### Activity
Return every line of the listing that includes the string "overcast".

### Source material

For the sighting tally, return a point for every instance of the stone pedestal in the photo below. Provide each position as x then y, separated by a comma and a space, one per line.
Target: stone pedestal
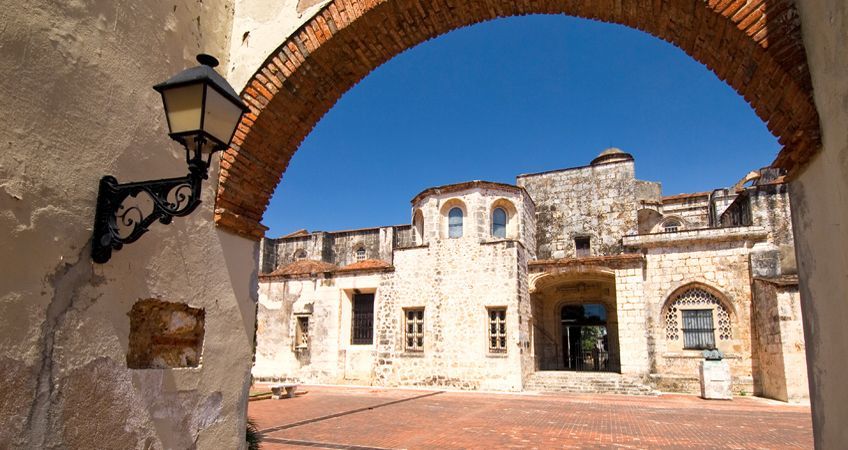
715, 380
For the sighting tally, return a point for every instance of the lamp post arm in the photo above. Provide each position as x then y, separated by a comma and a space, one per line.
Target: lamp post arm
123, 217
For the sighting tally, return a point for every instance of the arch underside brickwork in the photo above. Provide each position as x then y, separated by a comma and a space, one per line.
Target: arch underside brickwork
753, 45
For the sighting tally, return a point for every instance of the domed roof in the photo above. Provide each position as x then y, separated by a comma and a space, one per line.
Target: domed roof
612, 155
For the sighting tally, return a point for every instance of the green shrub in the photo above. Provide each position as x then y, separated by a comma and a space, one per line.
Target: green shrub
252, 435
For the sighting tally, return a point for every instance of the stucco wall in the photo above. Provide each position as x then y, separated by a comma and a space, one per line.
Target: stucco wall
597, 201
78, 105
820, 217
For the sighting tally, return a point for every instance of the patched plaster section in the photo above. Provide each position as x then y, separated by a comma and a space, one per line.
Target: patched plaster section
258, 28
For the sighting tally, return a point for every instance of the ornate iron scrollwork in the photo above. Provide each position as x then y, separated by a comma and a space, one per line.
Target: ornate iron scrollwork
123, 216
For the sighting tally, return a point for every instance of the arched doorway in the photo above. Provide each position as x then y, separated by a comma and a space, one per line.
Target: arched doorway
585, 338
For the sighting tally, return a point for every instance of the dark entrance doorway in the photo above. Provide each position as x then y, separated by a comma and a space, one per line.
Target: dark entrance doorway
585, 340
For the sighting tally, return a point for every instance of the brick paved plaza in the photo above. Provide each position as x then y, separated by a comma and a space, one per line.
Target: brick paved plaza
348, 417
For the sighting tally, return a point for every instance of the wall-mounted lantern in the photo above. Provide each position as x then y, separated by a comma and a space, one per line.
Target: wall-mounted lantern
203, 111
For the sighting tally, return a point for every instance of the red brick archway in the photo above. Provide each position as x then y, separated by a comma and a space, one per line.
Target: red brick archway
754, 45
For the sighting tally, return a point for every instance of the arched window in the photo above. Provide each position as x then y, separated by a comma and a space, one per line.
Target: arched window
360, 254
670, 226
499, 223
455, 223
704, 318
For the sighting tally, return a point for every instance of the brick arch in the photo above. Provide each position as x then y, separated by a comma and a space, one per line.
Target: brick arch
753, 45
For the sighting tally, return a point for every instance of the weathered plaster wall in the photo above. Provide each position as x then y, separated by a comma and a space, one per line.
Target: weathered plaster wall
820, 217
597, 201
76, 80
258, 29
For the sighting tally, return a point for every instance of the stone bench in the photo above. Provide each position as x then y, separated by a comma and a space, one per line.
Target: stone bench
285, 390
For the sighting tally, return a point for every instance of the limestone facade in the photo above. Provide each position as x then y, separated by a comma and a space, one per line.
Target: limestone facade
584, 269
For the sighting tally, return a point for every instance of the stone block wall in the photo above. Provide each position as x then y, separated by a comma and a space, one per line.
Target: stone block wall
693, 209
329, 356
633, 315
778, 341
338, 247
718, 263
598, 201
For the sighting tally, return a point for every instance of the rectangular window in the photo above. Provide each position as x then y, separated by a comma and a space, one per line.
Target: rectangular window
363, 319
301, 338
581, 246
698, 331
414, 333
497, 330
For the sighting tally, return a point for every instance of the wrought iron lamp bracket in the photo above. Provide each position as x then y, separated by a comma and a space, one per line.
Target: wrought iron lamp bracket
122, 217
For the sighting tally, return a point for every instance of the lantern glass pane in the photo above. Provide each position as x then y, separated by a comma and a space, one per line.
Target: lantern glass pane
183, 106
221, 116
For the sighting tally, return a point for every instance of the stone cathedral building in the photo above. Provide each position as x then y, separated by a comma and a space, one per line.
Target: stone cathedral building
580, 279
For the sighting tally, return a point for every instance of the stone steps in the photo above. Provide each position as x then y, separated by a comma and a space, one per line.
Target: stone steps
586, 383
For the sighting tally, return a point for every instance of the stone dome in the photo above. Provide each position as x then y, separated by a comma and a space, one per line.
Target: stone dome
612, 155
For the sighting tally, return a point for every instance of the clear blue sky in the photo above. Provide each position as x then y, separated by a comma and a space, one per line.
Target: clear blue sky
512, 96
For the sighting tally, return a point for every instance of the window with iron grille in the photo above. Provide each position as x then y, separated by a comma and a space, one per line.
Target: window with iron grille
698, 331
362, 320
414, 334
671, 226
497, 330
455, 223
499, 223
302, 332
582, 247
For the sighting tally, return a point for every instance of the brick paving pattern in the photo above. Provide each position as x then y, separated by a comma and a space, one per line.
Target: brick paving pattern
347, 417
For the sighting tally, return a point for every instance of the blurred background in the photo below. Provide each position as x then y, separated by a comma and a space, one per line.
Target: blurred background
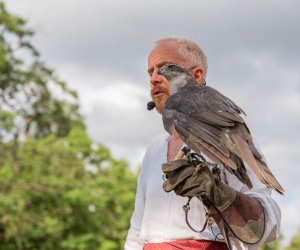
73, 94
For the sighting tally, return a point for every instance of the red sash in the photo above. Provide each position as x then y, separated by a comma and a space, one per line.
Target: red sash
187, 245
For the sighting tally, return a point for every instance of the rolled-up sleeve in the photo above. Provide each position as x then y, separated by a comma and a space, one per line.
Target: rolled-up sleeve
133, 240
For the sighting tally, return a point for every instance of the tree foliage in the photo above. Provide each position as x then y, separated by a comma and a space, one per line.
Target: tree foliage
58, 189
26, 83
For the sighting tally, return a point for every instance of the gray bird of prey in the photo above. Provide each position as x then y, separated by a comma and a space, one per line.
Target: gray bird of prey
208, 122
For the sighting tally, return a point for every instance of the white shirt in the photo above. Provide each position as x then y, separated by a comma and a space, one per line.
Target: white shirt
158, 216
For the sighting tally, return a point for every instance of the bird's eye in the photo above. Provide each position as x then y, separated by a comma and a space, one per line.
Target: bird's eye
171, 67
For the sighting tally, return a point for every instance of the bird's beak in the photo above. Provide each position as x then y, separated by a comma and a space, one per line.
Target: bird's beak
160, 71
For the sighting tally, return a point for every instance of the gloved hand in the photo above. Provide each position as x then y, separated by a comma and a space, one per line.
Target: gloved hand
189, 180
244, 214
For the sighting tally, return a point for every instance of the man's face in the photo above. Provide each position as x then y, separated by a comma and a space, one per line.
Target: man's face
164, 52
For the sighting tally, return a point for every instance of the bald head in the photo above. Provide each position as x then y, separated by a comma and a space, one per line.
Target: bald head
191, 53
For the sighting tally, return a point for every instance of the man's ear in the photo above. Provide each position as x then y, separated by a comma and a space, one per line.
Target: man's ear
198, 75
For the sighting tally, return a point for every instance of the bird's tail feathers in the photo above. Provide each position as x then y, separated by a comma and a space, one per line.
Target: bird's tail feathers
258, 166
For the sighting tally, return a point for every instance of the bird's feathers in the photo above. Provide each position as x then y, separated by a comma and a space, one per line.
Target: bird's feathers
210, 123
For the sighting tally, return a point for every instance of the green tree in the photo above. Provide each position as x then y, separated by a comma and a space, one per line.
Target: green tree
26, 83
63, 193
58, 189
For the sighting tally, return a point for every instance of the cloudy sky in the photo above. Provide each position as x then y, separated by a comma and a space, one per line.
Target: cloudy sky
100, 48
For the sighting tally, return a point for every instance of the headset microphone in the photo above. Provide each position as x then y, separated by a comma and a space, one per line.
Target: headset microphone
150, 105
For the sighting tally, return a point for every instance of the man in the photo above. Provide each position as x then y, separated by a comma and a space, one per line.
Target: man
158, 221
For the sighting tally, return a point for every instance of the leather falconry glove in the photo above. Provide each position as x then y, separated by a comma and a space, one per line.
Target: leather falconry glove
236, 214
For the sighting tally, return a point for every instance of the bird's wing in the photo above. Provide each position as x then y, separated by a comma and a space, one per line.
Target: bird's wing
209, 122
253, 158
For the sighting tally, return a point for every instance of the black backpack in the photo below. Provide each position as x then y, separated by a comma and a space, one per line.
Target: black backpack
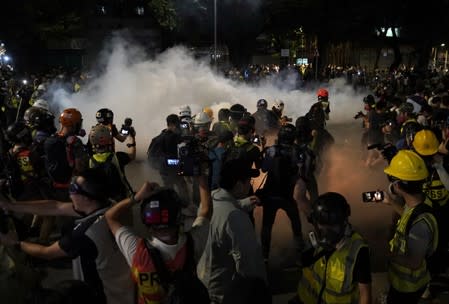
155, 151
56, 159
118, 185
182, 286
282, 173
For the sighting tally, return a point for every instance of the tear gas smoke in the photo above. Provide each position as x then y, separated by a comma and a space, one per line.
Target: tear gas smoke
148, 90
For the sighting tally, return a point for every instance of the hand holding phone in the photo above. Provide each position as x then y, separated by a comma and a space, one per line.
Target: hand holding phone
373, 196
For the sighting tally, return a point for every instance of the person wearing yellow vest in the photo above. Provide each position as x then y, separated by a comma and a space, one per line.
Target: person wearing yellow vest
337, 268
165, 247
427, 145
416, 234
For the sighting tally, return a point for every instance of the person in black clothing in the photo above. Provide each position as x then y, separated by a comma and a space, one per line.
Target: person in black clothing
169, 145
97, 261
281, 163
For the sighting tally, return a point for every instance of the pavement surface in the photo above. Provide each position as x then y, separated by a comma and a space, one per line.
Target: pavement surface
344, 172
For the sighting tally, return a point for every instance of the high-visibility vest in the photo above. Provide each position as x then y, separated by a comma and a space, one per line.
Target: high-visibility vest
331, 279
403, 278
144, 274
435, 190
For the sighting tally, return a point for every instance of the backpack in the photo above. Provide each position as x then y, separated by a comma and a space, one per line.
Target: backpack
155, 152
282, 171
11, 174
59, 167
182, 286
437, 261
118, 185
239, 152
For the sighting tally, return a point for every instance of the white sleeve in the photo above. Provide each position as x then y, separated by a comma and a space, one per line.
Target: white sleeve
127, 242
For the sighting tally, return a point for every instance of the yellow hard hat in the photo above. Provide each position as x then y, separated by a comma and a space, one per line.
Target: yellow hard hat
406, 165
426, 143
209, 112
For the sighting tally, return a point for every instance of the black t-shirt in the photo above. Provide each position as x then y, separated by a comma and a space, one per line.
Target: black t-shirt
77, 244
362, 268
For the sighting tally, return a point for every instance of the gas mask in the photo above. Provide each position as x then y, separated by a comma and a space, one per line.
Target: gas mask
329, 236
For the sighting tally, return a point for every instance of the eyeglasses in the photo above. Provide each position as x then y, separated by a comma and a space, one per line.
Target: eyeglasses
75, 188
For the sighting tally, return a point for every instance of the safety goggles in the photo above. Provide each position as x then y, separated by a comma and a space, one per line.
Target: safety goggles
75, 188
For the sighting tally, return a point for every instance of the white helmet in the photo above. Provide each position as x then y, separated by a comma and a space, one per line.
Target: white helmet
185, 111
278, 104
41, 103
41, 87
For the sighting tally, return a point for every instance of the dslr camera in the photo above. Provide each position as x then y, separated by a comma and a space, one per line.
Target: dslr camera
127, 126
191, 155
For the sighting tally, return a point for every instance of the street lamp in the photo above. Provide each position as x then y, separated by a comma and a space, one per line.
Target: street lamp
215, 34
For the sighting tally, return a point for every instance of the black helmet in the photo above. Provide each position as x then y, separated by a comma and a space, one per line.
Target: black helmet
287, 134
330, 208
161, 209
237, 111
104, 116
18, 132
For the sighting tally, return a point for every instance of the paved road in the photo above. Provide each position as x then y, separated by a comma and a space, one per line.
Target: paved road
344, 173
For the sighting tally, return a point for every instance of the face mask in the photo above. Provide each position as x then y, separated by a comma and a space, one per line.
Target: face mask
329, 237
391, 189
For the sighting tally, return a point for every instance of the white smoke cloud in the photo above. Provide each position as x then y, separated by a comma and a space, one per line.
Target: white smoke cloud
147, 90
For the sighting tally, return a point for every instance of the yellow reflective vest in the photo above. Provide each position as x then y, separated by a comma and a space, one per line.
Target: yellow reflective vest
332, 277
435, 190
403, 278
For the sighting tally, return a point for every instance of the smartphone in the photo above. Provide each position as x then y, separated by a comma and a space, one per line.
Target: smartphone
373, 196
172, 161
312, 238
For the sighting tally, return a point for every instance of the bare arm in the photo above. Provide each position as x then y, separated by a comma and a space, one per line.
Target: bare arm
44, 252
365, 293
40, 207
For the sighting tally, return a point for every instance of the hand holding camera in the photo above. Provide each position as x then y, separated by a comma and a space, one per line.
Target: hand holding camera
127, 128
373, 196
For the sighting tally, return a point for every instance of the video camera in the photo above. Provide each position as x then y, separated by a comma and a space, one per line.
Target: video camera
359, 115
258, 140
191, 154
388, 150
127, 127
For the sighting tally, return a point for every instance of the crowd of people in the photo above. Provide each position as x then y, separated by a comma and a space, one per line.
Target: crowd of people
63, 199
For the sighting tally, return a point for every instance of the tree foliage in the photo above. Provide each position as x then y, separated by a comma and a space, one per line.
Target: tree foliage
165, 13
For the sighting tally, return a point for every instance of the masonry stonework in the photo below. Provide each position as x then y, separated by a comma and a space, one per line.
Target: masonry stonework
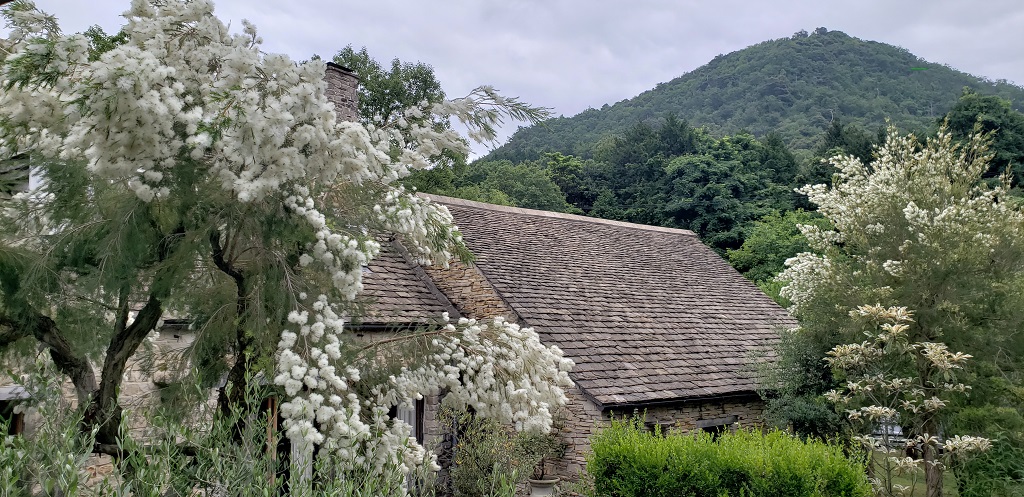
470, 291
342, 86
583, 419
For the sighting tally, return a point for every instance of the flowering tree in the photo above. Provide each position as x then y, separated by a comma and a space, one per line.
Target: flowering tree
890, 382
187, 174
914, 229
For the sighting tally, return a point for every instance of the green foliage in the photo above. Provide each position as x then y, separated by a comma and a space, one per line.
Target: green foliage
239, 453
526, 184
629, 461
771, 241
999, 471
100, 42
492, 459
385, 92
918, 228
793, 86
975, 112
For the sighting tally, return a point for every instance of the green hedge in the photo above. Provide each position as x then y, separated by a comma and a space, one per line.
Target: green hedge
630, 461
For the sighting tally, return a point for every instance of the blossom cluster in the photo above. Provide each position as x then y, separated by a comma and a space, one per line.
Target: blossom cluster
184, 105
901, 217
498, 368
879, 397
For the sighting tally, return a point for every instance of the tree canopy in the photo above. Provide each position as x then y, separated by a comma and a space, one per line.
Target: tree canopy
187, 174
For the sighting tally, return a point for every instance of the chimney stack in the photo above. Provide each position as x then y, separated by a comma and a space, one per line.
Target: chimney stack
341, 90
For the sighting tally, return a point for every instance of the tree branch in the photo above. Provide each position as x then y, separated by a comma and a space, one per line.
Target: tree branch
237, 376
46, 332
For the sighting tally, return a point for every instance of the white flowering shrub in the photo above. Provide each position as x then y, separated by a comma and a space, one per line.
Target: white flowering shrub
187, 173
919, 228
891, 381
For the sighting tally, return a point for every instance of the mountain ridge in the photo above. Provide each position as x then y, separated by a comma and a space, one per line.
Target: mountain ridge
792, 86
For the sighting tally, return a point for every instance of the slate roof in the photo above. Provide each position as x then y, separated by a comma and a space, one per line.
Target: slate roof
649, 315
397, 292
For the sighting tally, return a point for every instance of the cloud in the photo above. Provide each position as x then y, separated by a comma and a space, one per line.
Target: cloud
573, 54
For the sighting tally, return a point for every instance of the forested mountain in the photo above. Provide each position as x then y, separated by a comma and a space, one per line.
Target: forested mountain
793, 86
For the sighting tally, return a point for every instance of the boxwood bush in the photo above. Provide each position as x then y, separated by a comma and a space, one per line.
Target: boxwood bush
630, 461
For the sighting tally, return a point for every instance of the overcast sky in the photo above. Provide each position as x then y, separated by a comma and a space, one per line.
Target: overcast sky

### Reply
For the sighting tally, return a point for every instance of the overcast sky in the photo above. Provide each position as x then y, separated by a comma and a space, one per line.
Target: overcast sky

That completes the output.